▶ _What to do_
From the genealogy comments, extract the passage that begins at the words "My experience also" and stops after "the Old West.", copying it word for word.

▶ _Extract_
=== Begin Enclosure ===

My experience also included ancestors found on a genealogy website. Though we were well aware of my father’s mother being an immigrant from Ireland, I came across an article about the potato famine and realized her family must have survived it. Thus my stories feature a fictional Irish immigrant family who lived through the “Great Hunger” and subsequently settled in the Old West.
I was lucky enough that my sister’s employer is a partner to 23&me so we got a free kit. I actually had a heads up because there were family stories about my ancestors. When my results were revealed, I was roughly 2/3 West African in the typical mix and 1/3 British (Welsh and English). My sister went on a big vacation and swung by my uncle before heading to Europe. She told him about the results and he asked if we knew about our other great grandfather who was an English doctor. Ultimately, my ancestors were either West African or Welsh or English. My niece and uncles joined and showed the proper Mendelian relationship of share 25% of my genetics.
Agreed, there’s something fascinating in the DNA results. I got mine on St. Patrick’s day, a few years ago. I’d put on a green sweater, mildly irritated that the 1/8 or so of me that was Irish got its own day–the nerve! Then my results said no Irish whatsoever. I became gracious and benign–let them have their day, it does no harm. I found from another source that one family story was true, about William the Conqueror and one of his knights. The story was off a generation or two, in some details, but still, there we were. Knights in armor were not solo adventurers any more than cowboys were, knights were middle management. Or so I discovered. Looking forward to this book.

=== End Enclosure ===

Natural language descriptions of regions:
=== Begin Enclosure ===

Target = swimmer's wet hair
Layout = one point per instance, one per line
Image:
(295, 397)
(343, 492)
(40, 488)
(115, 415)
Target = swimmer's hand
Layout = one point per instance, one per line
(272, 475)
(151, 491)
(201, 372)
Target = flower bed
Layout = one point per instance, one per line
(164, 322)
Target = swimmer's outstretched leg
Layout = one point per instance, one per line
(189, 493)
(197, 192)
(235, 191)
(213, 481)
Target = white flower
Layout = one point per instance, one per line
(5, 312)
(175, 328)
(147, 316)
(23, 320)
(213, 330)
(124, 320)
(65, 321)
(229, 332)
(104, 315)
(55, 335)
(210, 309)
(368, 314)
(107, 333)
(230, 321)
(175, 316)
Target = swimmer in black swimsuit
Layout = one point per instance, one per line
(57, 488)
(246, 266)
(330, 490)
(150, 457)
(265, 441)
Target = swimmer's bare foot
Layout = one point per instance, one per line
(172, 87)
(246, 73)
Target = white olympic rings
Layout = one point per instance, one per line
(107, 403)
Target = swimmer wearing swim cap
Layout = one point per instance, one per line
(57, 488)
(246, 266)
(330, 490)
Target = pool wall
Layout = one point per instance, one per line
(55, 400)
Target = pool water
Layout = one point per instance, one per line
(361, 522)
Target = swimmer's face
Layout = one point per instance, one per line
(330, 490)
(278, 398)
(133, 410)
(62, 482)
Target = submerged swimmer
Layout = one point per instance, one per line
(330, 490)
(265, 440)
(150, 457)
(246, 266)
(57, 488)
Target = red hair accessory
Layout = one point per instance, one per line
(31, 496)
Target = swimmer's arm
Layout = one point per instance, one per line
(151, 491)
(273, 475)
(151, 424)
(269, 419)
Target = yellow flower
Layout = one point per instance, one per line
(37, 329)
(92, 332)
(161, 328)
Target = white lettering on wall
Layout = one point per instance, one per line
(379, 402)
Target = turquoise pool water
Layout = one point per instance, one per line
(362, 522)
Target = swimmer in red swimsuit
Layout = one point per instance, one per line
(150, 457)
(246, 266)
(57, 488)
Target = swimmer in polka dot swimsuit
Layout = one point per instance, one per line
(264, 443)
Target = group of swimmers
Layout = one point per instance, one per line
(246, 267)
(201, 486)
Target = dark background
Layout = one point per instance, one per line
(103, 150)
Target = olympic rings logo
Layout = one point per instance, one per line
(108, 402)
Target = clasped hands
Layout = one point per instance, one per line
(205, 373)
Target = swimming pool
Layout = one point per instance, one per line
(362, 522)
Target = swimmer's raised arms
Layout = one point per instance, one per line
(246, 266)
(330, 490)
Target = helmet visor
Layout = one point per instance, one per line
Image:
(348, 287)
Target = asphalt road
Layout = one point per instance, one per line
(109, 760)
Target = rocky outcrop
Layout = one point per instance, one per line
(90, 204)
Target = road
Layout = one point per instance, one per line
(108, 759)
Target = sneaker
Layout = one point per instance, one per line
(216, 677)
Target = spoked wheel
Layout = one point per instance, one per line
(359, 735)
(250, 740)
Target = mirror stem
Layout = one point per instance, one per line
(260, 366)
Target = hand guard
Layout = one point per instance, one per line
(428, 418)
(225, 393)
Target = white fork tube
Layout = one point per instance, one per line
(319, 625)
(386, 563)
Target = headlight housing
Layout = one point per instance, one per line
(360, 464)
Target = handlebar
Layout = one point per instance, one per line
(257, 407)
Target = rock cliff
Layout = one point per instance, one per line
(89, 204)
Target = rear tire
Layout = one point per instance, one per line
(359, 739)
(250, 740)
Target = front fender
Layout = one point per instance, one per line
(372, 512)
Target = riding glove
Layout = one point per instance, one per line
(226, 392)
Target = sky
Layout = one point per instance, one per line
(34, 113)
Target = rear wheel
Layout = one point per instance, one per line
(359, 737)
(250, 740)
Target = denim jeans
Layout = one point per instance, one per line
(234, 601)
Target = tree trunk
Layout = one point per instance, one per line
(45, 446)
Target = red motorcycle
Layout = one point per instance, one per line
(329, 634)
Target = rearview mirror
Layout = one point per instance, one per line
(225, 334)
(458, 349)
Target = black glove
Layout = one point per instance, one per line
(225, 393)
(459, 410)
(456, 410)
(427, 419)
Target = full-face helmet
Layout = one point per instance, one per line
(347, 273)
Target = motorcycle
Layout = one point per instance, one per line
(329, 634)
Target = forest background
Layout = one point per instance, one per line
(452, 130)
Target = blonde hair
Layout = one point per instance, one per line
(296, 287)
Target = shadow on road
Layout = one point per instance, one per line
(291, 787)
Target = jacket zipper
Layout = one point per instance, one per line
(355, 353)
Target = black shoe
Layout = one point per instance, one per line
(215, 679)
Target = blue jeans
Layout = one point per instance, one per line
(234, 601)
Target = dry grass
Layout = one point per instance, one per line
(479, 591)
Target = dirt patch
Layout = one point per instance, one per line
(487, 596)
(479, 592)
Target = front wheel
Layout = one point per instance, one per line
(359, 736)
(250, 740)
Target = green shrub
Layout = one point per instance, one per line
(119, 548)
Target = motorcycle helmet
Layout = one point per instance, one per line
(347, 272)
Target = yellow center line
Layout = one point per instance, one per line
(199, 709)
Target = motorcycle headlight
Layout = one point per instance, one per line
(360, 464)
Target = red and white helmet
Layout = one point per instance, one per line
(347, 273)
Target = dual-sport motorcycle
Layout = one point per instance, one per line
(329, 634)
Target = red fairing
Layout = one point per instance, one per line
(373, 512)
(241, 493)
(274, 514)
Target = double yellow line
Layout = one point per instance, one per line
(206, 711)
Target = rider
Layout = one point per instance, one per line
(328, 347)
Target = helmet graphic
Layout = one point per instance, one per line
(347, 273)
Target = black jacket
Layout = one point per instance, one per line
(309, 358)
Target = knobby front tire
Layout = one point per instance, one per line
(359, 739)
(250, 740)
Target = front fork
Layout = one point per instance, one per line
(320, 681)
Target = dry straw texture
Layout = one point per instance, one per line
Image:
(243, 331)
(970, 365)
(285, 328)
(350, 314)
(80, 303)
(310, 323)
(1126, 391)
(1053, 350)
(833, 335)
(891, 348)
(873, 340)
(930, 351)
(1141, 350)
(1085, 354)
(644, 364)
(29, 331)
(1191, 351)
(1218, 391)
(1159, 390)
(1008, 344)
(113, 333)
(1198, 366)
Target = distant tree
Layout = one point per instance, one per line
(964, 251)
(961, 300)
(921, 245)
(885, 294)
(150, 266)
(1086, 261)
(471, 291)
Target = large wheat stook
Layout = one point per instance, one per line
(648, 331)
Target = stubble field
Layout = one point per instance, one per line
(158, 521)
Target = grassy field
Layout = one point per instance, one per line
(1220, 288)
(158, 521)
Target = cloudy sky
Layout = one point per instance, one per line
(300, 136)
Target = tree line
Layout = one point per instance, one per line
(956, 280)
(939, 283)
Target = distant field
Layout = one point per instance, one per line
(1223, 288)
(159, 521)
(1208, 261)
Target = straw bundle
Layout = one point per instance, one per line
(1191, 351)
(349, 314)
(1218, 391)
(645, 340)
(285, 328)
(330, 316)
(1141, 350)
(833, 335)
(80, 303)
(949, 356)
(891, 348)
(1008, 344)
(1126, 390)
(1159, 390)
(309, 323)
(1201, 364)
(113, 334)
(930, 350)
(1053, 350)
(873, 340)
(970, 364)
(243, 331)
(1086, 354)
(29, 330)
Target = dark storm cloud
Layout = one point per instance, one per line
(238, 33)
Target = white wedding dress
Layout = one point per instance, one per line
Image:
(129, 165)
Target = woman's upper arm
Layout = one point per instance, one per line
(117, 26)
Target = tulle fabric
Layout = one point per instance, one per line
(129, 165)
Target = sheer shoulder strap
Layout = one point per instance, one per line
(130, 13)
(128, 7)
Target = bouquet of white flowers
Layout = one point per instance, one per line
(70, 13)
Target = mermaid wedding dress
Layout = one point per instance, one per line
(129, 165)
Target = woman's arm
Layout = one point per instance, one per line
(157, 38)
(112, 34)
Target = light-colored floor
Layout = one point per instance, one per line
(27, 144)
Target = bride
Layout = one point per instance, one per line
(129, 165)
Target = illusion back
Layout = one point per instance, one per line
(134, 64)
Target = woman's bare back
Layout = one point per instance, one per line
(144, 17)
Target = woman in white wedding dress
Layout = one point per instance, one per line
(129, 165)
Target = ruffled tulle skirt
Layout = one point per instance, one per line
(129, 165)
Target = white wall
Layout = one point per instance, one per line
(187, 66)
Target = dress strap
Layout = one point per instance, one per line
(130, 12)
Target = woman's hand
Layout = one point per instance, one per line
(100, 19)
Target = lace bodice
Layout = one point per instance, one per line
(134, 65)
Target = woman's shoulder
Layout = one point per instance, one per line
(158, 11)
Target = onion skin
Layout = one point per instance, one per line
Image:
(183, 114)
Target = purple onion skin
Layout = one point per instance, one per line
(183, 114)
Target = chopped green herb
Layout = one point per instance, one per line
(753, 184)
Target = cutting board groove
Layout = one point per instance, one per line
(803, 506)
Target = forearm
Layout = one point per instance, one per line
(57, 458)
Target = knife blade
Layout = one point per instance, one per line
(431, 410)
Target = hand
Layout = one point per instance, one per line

=== End Enclosure ===

▶ _Answer below_
My experience also included ancestors found on a genealogy website. Though we were well aware of my father’s mother being an immigrant from Ireland, I came across an article about the potato famine and realized her family must have survived it. Thus my stories feature a fictional Irish immigrant family who lived through the “Great Hunger” and subsequently settled in the Old West.